MATERIAL FOR THIS EXERCISE:
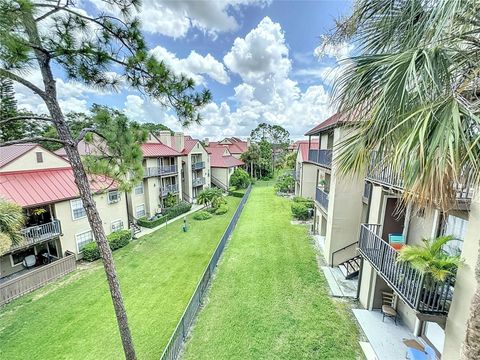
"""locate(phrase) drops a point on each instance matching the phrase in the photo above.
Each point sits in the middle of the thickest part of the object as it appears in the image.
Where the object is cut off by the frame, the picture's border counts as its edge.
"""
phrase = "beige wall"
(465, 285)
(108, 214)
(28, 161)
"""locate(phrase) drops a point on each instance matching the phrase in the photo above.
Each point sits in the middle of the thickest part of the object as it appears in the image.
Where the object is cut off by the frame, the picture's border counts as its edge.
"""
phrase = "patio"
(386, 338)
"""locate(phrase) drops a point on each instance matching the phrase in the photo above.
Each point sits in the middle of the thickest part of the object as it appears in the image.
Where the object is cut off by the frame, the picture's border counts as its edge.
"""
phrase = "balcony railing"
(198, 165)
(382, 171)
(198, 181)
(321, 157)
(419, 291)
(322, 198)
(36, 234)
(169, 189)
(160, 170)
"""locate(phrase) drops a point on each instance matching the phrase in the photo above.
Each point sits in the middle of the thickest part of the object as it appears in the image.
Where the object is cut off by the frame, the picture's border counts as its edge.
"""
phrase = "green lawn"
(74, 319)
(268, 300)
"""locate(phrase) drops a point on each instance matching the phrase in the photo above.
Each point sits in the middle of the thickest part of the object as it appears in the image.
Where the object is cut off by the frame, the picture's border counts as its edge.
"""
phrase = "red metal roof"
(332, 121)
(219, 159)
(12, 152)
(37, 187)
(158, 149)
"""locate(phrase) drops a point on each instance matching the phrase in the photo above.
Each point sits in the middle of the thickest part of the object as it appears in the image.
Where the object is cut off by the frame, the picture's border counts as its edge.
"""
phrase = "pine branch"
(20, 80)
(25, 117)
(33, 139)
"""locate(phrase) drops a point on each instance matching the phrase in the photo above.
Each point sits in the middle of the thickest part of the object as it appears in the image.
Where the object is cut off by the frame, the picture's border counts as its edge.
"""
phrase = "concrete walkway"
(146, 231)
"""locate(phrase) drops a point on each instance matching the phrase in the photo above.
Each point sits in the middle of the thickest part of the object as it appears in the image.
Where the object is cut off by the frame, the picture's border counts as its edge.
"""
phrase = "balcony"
--
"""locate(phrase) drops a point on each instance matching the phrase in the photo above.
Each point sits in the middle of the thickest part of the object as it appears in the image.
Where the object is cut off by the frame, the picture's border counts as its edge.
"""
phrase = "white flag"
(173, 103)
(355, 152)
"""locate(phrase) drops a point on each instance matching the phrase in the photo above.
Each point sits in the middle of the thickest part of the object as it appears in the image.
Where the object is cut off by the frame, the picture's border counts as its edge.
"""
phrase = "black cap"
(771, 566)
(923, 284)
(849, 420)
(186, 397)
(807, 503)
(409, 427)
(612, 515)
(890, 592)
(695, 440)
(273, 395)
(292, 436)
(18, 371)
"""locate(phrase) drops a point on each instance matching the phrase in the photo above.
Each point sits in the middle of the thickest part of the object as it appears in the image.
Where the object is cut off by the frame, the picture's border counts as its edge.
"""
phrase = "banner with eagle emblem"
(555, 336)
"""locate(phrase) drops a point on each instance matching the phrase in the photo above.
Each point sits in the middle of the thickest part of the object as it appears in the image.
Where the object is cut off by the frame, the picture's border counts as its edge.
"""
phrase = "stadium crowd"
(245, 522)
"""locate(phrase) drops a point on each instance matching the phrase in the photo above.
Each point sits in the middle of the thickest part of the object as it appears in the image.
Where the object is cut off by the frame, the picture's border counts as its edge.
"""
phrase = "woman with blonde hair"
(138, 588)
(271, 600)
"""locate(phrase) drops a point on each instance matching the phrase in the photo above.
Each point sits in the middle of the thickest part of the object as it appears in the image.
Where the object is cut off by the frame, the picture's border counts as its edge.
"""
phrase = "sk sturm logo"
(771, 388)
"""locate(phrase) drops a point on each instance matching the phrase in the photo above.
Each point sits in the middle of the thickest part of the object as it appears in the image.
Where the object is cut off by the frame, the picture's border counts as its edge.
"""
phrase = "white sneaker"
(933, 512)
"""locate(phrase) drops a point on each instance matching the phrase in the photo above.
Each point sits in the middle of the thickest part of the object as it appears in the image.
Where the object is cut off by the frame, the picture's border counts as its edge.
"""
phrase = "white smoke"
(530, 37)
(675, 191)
...
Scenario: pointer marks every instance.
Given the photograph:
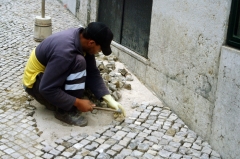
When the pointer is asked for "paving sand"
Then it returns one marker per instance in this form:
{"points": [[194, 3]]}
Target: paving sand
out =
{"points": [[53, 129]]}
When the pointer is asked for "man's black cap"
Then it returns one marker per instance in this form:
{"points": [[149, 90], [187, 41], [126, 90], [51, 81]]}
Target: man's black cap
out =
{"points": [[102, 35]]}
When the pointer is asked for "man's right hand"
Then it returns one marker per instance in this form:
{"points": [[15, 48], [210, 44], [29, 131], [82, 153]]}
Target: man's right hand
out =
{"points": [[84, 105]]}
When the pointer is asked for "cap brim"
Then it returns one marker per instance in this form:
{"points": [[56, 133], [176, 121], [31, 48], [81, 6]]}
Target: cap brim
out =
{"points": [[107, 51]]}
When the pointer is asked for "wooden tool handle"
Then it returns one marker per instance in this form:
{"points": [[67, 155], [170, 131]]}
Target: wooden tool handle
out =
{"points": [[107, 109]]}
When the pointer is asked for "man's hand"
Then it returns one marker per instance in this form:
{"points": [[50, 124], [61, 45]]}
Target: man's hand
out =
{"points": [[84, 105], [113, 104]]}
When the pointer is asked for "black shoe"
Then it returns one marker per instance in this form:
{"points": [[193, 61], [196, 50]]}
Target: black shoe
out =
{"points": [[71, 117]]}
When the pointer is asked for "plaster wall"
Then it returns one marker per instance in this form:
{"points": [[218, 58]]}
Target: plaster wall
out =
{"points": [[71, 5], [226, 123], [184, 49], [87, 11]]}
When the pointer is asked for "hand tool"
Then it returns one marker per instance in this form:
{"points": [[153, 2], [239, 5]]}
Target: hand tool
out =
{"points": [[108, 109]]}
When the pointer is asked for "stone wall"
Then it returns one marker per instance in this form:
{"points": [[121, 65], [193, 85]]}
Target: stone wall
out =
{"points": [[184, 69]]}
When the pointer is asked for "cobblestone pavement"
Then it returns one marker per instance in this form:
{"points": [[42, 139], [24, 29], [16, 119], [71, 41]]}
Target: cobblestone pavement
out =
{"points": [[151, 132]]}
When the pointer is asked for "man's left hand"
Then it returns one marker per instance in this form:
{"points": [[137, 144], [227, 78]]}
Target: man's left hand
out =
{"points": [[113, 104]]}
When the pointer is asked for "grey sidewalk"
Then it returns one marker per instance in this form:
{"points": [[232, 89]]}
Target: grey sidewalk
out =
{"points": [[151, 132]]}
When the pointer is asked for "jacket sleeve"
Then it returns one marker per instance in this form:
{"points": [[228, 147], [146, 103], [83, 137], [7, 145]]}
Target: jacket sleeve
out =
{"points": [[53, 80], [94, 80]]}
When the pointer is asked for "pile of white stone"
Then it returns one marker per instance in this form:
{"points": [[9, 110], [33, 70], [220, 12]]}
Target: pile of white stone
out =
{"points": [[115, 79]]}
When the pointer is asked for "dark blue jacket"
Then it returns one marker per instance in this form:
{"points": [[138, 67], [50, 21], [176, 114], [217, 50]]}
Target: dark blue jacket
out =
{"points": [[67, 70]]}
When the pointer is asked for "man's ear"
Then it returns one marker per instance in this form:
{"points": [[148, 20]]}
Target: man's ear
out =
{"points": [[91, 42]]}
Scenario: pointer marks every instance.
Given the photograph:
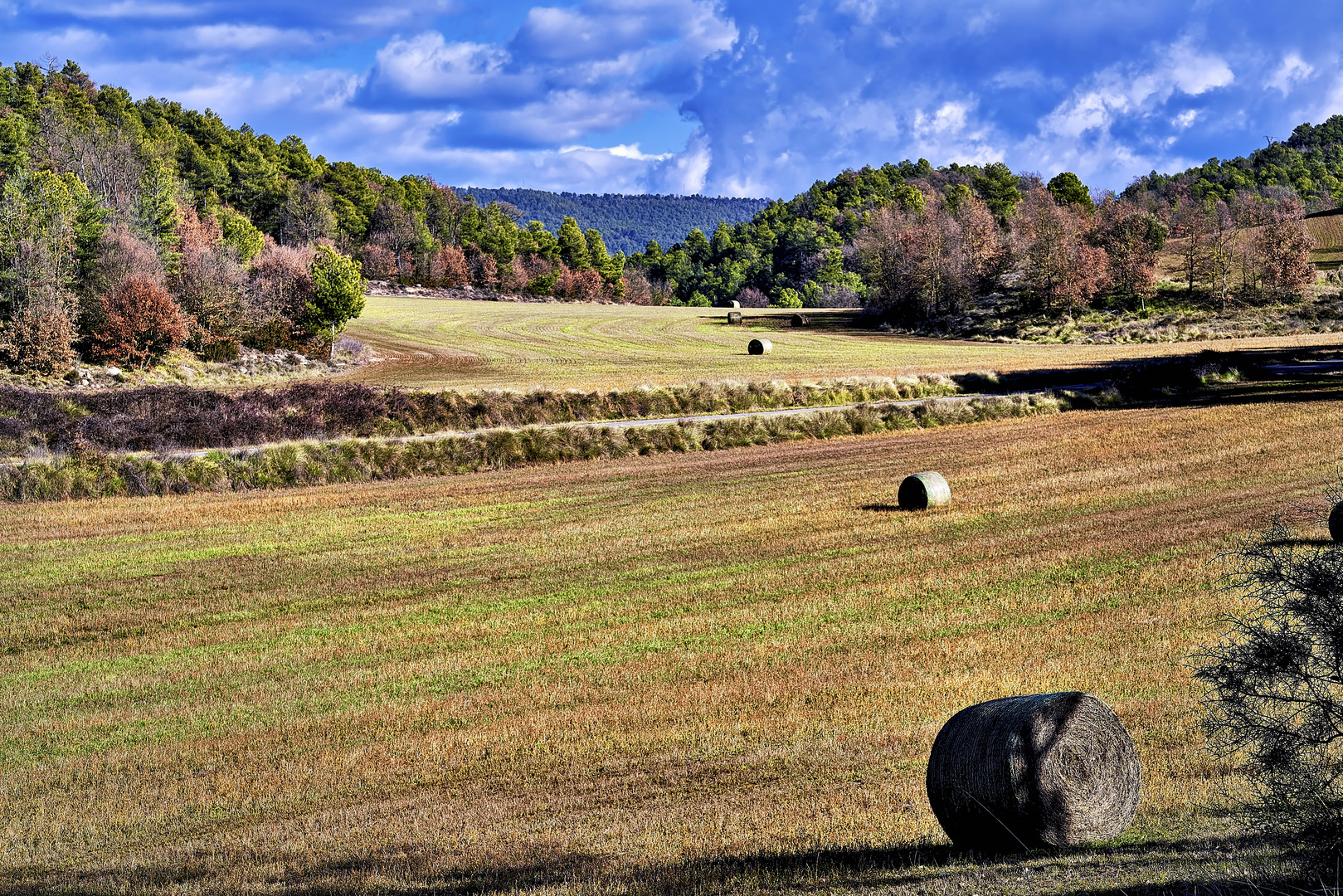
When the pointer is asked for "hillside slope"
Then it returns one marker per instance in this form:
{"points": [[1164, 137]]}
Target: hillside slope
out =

WHAT IS REQUIRED: Each line above that includes "sleeve" should be shown.

TASK SOLUTION:
When the pointer is asked for "jacket sleeve"
Target: jacket sleeve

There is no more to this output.